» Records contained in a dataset
<<<<

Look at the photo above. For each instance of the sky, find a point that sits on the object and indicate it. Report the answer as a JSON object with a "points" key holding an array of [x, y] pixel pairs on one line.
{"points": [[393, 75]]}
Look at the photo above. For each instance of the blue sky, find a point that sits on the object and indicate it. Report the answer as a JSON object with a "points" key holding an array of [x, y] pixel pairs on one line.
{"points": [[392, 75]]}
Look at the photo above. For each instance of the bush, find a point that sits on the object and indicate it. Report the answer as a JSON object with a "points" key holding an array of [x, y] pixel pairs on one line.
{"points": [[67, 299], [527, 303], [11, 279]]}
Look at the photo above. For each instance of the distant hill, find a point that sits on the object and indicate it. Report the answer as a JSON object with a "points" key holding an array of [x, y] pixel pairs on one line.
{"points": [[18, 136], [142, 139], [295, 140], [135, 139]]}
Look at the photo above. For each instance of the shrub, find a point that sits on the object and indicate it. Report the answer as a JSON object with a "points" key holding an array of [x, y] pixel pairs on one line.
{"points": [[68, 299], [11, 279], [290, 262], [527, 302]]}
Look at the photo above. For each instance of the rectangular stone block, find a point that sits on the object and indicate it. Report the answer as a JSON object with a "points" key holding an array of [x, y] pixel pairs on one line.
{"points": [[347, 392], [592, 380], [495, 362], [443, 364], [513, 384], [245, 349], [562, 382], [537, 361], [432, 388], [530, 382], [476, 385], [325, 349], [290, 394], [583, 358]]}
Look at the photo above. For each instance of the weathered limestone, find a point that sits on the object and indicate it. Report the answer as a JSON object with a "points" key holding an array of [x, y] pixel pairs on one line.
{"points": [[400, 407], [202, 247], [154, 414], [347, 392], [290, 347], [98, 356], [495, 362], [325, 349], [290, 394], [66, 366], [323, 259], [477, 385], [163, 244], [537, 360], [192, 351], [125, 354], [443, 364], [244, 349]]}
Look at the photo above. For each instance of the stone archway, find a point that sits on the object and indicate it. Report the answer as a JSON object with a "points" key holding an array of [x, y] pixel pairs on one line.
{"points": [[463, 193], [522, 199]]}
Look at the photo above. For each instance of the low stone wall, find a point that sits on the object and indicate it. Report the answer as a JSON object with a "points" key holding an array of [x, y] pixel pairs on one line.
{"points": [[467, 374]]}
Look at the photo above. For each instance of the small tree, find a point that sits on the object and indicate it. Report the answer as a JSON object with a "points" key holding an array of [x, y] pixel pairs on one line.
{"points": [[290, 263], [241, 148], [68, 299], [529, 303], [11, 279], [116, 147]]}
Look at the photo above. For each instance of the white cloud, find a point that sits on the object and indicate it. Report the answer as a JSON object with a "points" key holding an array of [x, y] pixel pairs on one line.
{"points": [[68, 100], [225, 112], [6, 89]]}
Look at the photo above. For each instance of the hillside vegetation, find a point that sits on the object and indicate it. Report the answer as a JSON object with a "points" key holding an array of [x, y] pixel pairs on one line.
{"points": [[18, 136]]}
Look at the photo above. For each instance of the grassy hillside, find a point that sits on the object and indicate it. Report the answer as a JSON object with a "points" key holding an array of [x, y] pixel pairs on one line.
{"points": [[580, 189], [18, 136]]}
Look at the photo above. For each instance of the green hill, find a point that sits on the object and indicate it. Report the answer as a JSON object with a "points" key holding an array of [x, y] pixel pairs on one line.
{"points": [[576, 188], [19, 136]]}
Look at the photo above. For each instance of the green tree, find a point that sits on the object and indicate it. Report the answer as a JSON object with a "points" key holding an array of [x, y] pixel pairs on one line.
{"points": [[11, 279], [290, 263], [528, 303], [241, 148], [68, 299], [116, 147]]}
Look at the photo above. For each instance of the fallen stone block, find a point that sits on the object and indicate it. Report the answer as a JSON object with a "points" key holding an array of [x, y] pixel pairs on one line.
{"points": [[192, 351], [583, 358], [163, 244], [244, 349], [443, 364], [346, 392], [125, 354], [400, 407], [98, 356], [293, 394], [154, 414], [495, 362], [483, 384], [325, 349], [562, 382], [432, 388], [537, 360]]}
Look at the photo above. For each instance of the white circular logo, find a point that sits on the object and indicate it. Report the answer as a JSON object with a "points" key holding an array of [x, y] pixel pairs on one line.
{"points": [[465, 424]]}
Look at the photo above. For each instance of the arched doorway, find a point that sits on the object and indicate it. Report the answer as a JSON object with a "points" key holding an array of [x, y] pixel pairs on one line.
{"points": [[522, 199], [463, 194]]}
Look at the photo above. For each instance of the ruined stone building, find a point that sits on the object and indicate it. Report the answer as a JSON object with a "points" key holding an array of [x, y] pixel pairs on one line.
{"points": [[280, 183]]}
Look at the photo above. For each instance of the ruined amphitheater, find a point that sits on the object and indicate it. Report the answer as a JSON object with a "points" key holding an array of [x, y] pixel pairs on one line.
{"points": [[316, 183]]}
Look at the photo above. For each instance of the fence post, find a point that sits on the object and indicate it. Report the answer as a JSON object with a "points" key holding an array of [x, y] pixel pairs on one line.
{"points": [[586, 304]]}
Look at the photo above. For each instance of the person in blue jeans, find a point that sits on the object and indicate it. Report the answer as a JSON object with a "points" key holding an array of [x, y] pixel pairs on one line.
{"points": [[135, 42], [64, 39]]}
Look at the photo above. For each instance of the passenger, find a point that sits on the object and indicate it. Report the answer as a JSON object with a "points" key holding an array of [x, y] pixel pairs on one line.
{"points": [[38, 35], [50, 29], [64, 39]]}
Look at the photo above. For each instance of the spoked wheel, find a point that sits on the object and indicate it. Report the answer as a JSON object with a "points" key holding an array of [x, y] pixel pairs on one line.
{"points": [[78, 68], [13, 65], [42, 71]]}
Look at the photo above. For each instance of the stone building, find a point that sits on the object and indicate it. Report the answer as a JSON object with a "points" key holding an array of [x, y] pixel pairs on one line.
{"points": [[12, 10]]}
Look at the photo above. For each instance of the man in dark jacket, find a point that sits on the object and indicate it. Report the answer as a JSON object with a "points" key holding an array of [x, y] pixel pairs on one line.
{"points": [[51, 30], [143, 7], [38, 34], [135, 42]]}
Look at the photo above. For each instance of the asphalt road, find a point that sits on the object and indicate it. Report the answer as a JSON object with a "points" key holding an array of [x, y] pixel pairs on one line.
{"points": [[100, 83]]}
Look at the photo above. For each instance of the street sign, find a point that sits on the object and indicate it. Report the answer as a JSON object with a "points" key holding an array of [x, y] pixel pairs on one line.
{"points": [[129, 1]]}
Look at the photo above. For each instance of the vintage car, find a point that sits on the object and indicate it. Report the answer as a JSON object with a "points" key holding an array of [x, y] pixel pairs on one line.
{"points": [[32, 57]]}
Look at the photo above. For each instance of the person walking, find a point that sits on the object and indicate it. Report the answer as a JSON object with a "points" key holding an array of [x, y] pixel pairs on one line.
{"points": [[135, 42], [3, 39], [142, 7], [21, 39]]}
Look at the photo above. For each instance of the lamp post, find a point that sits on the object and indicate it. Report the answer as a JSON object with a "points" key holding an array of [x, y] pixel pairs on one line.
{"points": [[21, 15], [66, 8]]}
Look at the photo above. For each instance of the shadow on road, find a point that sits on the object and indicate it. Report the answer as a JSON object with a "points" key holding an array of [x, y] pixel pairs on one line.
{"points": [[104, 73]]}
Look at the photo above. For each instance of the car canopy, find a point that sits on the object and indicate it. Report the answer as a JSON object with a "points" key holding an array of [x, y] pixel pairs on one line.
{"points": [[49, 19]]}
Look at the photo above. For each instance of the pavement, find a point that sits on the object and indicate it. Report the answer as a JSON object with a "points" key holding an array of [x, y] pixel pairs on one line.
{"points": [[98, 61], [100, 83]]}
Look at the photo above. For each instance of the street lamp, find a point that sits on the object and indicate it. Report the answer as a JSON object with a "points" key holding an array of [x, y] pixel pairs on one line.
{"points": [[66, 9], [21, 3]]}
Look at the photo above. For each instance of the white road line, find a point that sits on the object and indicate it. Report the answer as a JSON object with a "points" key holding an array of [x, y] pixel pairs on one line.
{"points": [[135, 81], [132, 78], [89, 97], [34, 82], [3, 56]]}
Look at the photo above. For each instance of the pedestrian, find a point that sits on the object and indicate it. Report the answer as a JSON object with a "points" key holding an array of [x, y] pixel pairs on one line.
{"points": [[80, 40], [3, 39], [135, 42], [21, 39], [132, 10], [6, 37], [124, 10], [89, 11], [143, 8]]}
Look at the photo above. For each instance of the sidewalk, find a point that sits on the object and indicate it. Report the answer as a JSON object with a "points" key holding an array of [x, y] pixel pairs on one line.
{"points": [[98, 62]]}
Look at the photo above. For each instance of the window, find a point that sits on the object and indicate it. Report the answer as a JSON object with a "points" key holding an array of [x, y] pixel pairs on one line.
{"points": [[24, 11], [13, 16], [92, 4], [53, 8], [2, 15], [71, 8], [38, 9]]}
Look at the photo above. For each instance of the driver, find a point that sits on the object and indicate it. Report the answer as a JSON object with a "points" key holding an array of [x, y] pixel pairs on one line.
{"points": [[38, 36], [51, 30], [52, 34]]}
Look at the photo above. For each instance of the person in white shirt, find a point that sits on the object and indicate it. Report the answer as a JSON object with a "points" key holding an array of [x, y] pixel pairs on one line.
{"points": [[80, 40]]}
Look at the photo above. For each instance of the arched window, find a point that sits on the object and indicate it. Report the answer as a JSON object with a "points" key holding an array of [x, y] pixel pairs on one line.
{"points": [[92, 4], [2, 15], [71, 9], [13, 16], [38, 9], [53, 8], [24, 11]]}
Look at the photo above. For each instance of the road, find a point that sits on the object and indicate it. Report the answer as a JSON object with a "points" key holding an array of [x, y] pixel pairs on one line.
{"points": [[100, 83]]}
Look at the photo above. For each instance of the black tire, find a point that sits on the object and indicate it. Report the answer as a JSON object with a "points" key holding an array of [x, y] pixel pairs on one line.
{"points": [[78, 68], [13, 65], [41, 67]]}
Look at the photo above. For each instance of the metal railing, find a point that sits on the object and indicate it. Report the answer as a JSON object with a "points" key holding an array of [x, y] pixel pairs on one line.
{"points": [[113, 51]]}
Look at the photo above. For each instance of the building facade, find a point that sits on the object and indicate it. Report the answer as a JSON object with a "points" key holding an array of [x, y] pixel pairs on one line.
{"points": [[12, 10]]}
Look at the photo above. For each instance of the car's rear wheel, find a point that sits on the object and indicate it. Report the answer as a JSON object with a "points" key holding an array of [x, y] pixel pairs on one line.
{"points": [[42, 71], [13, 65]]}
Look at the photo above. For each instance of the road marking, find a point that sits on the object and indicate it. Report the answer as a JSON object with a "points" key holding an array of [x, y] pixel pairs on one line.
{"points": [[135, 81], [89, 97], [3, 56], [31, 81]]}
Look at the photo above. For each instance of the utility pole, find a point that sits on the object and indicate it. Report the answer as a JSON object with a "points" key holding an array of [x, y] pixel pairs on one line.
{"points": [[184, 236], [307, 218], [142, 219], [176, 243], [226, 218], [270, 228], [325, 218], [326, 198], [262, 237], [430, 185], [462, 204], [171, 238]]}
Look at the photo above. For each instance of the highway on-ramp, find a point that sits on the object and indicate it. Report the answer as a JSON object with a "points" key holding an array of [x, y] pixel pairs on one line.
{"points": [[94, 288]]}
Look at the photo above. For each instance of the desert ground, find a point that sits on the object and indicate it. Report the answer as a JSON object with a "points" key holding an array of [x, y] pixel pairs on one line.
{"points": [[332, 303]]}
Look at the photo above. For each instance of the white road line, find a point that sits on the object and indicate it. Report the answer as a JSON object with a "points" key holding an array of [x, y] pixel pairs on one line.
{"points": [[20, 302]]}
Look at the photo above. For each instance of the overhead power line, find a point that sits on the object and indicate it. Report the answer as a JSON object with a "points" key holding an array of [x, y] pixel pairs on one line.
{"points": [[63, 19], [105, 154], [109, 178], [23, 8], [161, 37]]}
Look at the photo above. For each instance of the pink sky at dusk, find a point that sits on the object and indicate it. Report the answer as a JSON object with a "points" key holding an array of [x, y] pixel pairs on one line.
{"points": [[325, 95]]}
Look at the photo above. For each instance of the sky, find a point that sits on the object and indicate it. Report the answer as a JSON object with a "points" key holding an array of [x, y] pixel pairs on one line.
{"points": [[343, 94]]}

>>>>

» Exercise task
Repeat the line that contains "Look at the photo above. For each instance of the desert", then every line after it until the records end, with nothing added.

» Task answer
Look at the photo above. For each instance of the desert ground, find a point that sits on the object and indicate it. Report the answer as a JSON object with a "points" key holding an array of [x, y] pixel pairs on one line.
{"points": [[332, 303]]}
Look at the photo above. For each instance of the white road line, find a point that sits on the object and indicate it. Report the answer as a JSON object with a "points" key holding an array of [x, y] pixel pairs on one line.
{"points": [[20, 302]]}
Look at the photo above. For each instance of the overhead power line, find a point that sits on the object and indicate it. Report the answer as a JSON object with a "points" key holding an array of [x, y] pixel pairs on one line.
{"points": [[63, 19], [105, 154], [109, 178], [23, 8], [161, 37]]}
Look at the photo above. For each instance of the pink sky at dusk, find a point that sits on the object and indicate it. Report the answer as a JSON object with a "points" key holding an array of [x, y] pixel pairs on one line.
{"points": [[325, 95]]}
Look at the photo above. For each instance of the sky, find a point that sits on the object and indicate it. Report the answer as a JSON object with a "points" key holding an array of [x, y] pixel pairs on one line.
{"points": [[343, 94]]}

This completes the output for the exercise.